___ The input ___

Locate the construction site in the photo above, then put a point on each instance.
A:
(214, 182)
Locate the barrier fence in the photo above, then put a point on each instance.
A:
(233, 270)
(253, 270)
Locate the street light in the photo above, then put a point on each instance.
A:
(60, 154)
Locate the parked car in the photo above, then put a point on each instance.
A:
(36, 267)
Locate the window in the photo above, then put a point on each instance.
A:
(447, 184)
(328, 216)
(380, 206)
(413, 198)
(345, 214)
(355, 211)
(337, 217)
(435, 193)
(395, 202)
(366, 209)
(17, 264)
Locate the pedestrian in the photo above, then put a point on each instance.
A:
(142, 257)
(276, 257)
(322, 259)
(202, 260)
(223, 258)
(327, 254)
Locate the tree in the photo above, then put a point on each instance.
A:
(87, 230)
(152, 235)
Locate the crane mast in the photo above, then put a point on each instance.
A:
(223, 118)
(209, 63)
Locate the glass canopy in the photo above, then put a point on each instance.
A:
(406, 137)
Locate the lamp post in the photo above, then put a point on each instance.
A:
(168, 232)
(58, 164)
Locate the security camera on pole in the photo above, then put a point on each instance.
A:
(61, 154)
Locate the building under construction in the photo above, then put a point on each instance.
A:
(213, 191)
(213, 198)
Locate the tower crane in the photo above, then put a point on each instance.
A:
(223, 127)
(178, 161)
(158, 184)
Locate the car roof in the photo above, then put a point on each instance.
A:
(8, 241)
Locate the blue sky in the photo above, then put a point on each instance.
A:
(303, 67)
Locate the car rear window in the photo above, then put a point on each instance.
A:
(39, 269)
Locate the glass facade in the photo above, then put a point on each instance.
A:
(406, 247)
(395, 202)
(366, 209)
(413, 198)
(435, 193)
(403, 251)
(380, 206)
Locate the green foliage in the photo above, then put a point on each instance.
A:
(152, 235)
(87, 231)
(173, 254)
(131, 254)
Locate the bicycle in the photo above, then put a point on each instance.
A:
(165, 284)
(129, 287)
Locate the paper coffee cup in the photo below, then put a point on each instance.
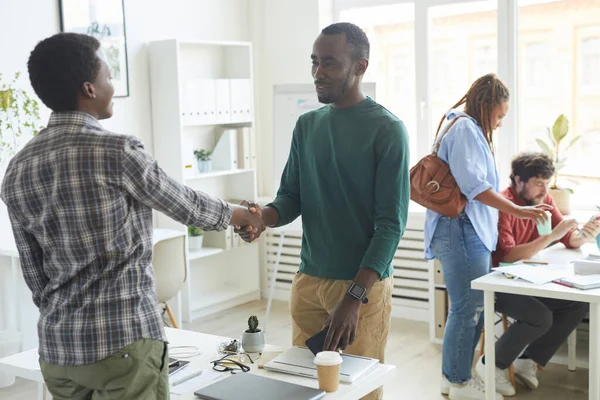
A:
(545, 228)
(328, 370)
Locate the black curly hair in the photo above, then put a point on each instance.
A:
(356, 37)
(59, 65)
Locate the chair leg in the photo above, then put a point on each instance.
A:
(171, 316)
(482, 343)
(511, 375)
(511, 369)
(572, 346)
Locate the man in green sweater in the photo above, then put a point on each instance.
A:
(348, 176)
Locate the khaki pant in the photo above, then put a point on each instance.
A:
(137, 371)
(314, 299)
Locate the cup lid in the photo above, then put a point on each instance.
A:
(326, 358)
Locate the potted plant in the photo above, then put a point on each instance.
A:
(552, 147)
(19, 116)
(195, 237)
(203, 159)
(253, 340)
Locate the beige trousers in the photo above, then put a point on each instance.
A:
(314, 299)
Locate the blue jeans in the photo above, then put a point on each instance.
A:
(464, 258)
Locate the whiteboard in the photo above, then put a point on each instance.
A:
(289, 102)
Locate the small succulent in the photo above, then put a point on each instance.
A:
(202, 154)
(192, 231)
(253, 325)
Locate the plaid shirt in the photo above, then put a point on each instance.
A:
(80, 201)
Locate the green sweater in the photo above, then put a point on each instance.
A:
(348, 176)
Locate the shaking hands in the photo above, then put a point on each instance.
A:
(250, 224)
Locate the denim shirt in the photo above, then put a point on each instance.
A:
(465, 149)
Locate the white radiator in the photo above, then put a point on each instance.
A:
(411, 271)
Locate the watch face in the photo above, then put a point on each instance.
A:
(357, 291)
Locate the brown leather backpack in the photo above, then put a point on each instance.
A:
(433, 186)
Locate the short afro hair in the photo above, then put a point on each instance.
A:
(59, 65)
(356, 37)
(532, 165)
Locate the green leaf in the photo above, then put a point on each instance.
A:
(572, 142)
(545, 147)
(560, 128)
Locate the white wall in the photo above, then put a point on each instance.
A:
(283, 41)
(145, 20)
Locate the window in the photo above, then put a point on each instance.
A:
(559, 64)
(536, 66)
(589, 67)
(484, 61)
(390, 29)
(557, 61)
(461, 42)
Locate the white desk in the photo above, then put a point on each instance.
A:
(25, 365)
(496, 282)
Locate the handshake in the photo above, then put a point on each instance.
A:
(247, 221)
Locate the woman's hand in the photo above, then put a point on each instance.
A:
(536, 213)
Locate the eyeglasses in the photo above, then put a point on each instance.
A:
(227, 364)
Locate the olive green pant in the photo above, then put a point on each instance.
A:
(137, 371)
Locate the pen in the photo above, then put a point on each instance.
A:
(562, 283)
(187, 378)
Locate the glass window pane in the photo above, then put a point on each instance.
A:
(463, 45)
(559, 73)
(392, 66)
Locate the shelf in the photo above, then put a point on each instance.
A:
(215, 174)
(203, 252)
(221, 295)
(191, 124)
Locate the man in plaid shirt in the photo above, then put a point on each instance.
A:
(80, 201)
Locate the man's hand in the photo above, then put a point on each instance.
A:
(251, 232)
(342, 323)
(536, 213)
(591, 229)
(565, 226)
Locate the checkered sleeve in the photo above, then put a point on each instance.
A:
(31, 258)
(149, 184)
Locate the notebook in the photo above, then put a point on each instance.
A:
(583, 282)
(252, 387)
(299, 361)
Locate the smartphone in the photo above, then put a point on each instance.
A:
(593, 218)
(317, 342)
(176, 365)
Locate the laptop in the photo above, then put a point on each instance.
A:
(299, 361)
(252, 387)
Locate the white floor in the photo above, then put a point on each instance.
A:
(418, 361)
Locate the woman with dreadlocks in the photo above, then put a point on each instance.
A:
(463, 245)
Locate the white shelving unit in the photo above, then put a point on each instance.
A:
(202, 93)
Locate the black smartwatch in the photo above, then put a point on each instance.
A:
(358, 292)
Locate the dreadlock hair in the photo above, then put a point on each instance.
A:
(485, 93)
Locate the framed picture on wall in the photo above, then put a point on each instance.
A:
(105, 20)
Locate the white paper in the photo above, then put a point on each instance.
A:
(195, 383)
(537, 275)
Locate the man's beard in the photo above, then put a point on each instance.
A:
(528, 201)
(335, 97)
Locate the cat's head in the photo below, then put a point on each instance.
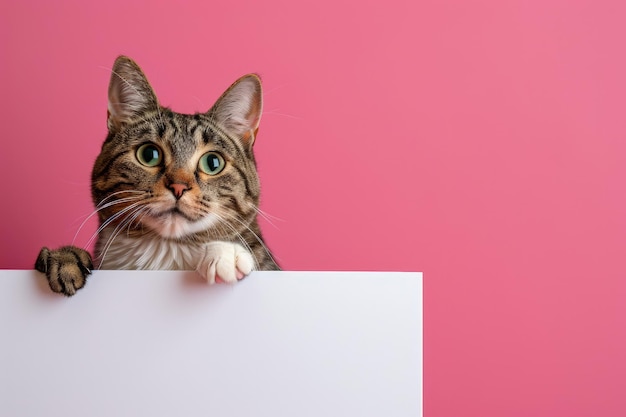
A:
(177, 174)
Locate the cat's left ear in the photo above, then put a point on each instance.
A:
(238, 110)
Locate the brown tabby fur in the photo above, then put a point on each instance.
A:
(172, 215)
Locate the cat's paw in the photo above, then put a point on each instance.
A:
(66, 268)
(225, 261)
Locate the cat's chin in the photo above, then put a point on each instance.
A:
(173, 226)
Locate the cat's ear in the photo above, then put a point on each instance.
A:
(238, 110)
(130, 93)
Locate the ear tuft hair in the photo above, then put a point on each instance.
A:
(238, 110)
(130, 93)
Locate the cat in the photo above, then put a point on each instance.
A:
(172, 191)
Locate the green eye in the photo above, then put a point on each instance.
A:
(149, 155)
(211, 163)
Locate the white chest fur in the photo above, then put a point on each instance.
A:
(149, 253)
(225, 261)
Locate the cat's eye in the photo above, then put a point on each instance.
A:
(211, 163)
(149, 155)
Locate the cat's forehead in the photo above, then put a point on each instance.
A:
(185, 133)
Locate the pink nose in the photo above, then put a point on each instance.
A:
(178, 189)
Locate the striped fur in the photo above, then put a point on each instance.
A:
(171, 212)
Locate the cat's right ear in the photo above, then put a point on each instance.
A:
(130, 94)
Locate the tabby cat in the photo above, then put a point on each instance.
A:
(171, 190)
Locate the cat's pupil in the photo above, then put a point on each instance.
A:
(213, 163)
(150, 154)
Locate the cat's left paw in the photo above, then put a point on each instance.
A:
(225, 261)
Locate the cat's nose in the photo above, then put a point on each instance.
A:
(178, 189)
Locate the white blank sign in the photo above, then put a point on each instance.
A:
(157, 343)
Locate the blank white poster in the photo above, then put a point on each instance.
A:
(163, 343)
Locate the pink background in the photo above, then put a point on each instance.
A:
(483, 143)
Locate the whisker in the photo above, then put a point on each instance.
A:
(99, 208)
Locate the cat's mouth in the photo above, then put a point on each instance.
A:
(176, 211)
(175, 223)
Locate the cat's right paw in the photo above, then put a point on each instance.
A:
(66, 268)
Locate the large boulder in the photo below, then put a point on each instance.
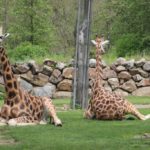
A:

___

■ **Task goal**
Reproduce the listing above exactly as far as the line with "Locate the pedestrian", that line included.

■ **Answer to this task**
Locate the construction site in the photo above, then put a point on each instance.
A:
(214, 182)
Locate the barrier fence in the photo above, then put a point on each instance.
A:
(233, 270)
(253, 270)
Locate the street light in the photo above, then put a point on each instance.
A:
(60, 154)
Locate the parked car in the photo above, then put a point on each instance.
A:
(36, 267)
Locate the window in the photo above, then put a point on each instance.
A:
(447, 184)
(328, 216)
(380, 206)
(413, 198)
(345, 214)
(355, 211)
(337, 217)
(435, 193)
(395, 202)
(366, 209)
(17, 264)
Locate the pedestrian in the photo above, then put a point on each instance.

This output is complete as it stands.